Record set section start
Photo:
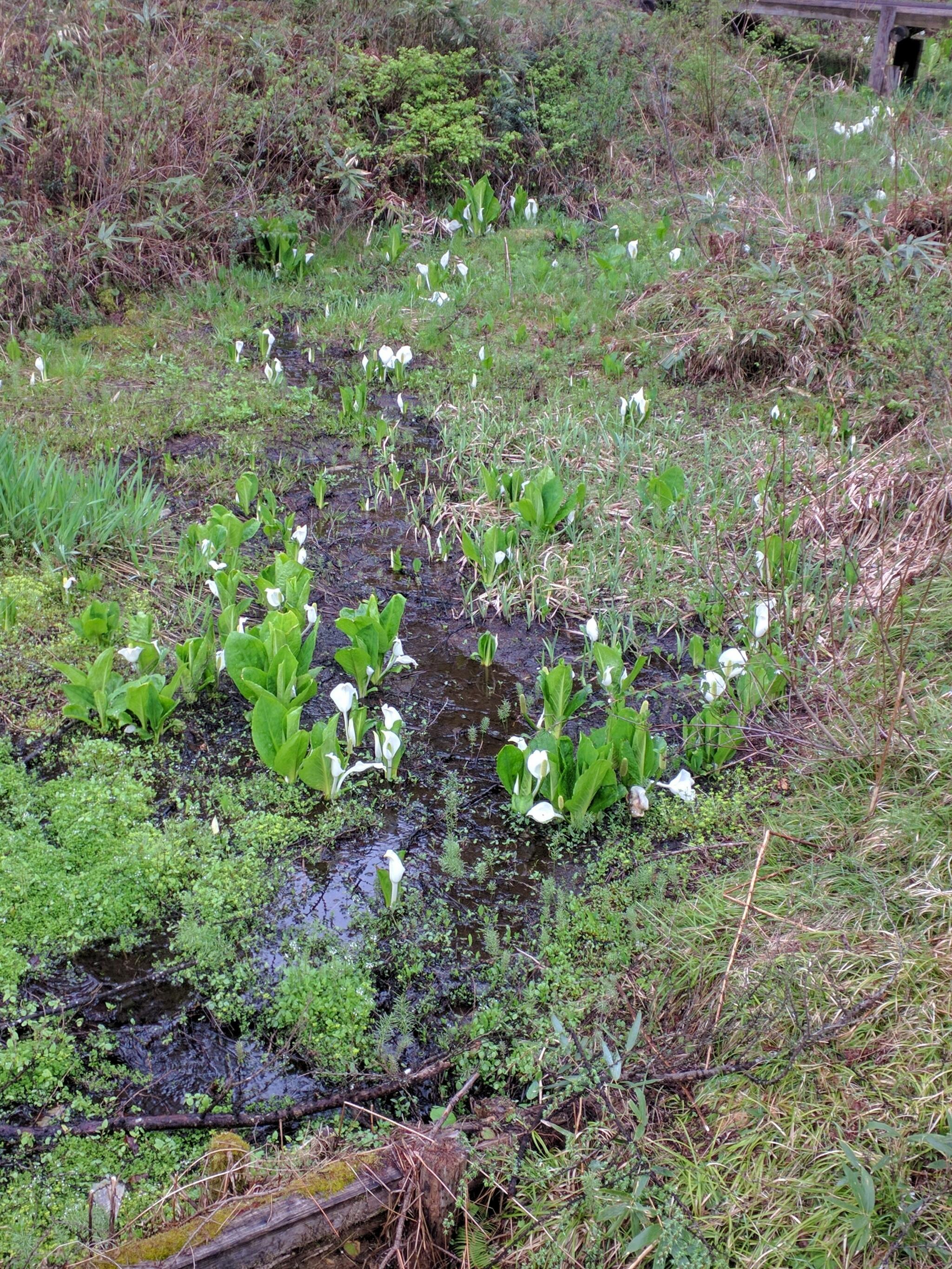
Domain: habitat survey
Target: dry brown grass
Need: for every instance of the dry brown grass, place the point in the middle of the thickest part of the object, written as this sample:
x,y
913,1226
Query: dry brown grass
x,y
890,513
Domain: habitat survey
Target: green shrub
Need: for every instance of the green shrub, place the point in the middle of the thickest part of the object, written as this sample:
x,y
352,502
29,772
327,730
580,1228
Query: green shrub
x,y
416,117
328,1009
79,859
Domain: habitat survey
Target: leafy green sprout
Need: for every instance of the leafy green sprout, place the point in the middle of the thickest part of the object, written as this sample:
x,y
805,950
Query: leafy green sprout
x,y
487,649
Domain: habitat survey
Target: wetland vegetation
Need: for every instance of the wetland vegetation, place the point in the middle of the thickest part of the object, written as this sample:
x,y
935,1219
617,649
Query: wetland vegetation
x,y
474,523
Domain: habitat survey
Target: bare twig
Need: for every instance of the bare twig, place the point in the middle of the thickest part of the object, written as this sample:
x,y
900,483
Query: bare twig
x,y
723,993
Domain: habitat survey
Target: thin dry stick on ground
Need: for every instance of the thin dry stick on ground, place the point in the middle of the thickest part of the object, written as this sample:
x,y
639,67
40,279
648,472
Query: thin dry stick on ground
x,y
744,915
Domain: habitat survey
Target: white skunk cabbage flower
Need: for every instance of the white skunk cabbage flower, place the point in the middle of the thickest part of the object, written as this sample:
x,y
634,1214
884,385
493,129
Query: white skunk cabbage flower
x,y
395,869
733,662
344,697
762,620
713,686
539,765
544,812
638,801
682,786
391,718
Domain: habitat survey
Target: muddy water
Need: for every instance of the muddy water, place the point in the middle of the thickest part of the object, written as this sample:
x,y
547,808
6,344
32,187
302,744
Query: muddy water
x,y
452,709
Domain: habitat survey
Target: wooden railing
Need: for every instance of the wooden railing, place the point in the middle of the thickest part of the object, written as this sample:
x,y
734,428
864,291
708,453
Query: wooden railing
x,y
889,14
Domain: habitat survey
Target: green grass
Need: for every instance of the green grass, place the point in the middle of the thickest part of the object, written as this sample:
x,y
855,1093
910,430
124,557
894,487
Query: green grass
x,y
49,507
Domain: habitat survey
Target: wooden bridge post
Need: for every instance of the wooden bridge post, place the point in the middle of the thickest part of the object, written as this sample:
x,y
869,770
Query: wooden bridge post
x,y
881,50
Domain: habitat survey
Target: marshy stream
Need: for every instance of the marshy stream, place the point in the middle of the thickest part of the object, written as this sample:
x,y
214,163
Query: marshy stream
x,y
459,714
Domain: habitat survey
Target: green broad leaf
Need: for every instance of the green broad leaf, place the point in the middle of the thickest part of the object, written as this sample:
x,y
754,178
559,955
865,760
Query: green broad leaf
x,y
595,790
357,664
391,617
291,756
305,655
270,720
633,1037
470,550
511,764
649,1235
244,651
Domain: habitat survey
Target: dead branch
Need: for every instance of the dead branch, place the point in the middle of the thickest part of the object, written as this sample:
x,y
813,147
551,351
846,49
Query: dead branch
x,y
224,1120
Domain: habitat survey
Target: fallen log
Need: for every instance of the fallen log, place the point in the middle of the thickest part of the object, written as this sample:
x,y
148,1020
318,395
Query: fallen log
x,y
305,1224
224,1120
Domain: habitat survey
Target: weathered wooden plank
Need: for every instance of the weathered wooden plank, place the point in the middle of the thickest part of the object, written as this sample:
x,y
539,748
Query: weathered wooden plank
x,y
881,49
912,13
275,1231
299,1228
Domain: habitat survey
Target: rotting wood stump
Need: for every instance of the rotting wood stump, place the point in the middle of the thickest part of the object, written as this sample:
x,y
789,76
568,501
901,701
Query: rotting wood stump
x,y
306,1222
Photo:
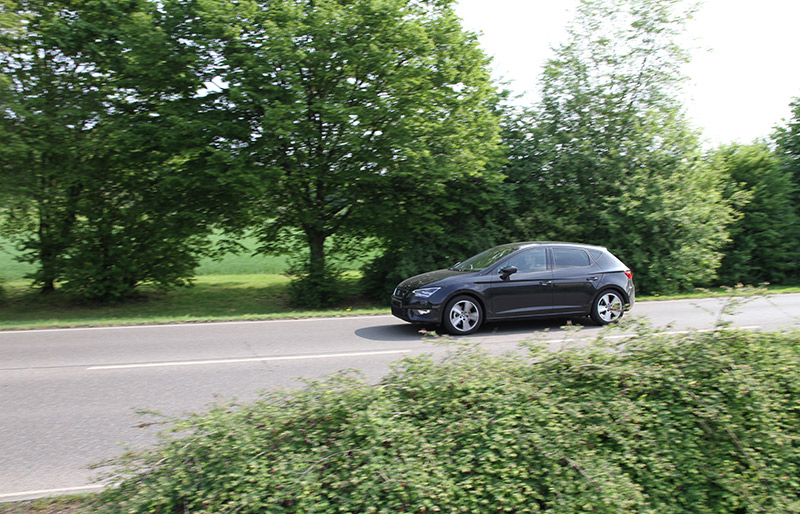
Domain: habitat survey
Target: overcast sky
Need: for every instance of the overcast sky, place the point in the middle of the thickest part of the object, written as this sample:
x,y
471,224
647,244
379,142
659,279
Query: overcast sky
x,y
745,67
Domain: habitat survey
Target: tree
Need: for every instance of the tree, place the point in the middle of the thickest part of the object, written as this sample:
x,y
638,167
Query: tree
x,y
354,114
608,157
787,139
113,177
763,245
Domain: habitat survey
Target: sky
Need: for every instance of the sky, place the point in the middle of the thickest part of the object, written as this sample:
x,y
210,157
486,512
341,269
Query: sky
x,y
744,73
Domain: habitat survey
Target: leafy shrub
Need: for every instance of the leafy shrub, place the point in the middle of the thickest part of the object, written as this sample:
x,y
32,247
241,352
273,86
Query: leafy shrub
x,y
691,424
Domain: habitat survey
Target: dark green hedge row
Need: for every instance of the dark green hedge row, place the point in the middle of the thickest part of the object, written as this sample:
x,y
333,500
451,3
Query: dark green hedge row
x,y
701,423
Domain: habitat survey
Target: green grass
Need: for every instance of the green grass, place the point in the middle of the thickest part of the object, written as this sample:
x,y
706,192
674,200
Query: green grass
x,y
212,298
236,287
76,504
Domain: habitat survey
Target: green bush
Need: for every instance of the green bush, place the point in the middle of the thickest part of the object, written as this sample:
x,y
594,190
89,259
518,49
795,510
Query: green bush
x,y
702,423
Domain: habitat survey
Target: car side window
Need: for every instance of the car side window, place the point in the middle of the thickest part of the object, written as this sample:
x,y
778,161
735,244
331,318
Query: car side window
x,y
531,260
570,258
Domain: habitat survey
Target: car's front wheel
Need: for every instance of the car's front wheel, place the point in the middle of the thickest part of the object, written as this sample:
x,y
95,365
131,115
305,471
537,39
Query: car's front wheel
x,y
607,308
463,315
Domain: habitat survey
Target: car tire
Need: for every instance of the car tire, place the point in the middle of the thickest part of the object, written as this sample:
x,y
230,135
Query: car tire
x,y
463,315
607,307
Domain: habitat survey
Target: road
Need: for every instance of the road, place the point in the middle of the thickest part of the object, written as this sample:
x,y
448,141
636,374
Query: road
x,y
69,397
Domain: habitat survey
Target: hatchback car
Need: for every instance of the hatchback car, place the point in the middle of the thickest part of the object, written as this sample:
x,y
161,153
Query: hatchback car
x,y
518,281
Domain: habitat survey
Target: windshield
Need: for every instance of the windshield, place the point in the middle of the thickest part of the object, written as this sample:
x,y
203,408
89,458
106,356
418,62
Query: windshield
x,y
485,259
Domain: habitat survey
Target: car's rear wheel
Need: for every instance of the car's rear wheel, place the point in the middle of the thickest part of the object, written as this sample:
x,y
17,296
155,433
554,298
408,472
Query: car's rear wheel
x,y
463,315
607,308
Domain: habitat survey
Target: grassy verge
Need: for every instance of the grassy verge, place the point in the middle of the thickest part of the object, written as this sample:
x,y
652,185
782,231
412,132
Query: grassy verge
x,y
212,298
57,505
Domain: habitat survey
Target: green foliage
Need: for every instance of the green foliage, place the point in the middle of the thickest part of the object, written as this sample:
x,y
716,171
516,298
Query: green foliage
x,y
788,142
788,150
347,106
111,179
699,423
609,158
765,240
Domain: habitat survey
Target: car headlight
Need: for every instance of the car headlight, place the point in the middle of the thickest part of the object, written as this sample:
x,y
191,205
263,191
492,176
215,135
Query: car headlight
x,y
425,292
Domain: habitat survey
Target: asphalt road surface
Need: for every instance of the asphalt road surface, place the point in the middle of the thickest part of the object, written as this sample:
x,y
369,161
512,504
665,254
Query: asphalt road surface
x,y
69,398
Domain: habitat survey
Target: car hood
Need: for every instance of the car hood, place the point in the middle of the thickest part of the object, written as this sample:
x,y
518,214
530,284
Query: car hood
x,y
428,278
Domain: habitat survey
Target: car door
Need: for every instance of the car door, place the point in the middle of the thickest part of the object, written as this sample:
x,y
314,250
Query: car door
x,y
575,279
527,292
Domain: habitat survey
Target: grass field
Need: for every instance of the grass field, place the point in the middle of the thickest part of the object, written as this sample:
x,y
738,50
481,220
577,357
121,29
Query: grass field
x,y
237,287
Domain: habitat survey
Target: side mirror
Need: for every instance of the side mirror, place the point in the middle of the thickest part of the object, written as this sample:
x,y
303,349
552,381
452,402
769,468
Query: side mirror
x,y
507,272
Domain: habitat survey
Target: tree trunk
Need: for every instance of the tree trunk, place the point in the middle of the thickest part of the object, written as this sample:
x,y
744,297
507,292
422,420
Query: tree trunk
Record set section end
■ **Your goal**: Counting only lines that contain "trunk", what is the total for the entries above? Give the number alone.

■ **Written solution**: 3